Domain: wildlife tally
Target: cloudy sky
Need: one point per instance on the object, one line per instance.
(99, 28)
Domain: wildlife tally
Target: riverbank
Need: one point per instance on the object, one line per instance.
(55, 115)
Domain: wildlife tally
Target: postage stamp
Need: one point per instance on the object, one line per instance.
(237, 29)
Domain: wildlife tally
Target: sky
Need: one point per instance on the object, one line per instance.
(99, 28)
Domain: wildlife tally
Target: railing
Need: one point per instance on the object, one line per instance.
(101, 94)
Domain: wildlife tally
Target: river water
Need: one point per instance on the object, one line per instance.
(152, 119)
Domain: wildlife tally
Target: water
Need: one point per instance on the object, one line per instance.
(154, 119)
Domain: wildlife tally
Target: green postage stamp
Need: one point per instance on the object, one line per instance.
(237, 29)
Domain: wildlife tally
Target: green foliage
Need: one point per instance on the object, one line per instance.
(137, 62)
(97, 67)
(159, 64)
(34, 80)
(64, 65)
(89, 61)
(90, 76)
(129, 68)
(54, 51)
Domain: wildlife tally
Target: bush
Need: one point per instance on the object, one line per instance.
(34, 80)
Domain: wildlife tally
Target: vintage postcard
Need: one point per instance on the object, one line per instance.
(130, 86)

▬▬▬▬▬▬

Instructions to follow – Reproduce every line of the material above word for word, from the first line to the last.

Response below –
Domain: wildlife tally
Target: cloudy sky
Need: one point per instance on the object, one line per instance.
(99, 28)
Domain: wildlife tally
Target: riverbank
Need: one point per instance on the object, one line per instance.
(55, 115)
Domain: wildlife tally
Target: postage stamp
Need: one point per instance on the object, one line per instance.
(237, 29)
Domain: wildlife tally
Target: sky
Need: one point per instance on the object, one line per instance.
(99, 28)
Domain: wildlife tally
Target: railing
Need: one point per instance on the object, one line per instance.
(101, 94)
Domain: wildlife tally
Target: river water
Need: one point per instance on the object, one line per instance.
(152, 119)
Domain: wildlife tally
Target: water
Need: one point per instance on the object, one line per instance.
(154, 119)
Domain: wildlife tally
Target: green postage stamp
Need: one point per instance on the object, one line per instance.
(237, 29)
Domain: wildlife tally
Target: green foliage
Need: one point per instance on the object, one line per instance.
(137, 62)
(97, 67)
(159, 64)
(34, 80)
(64, 65)
(89, 61)
(90, 76)
(129, 68)
(54, 51)
Domain: wildlife tally
Target: bush
Need: one point per instance on the object, one line per instance.
(34, 80)
Domain: wildlife tally
Target: vintage postcard
Need: one point per instance on the object, one line per instance.
(130, 86)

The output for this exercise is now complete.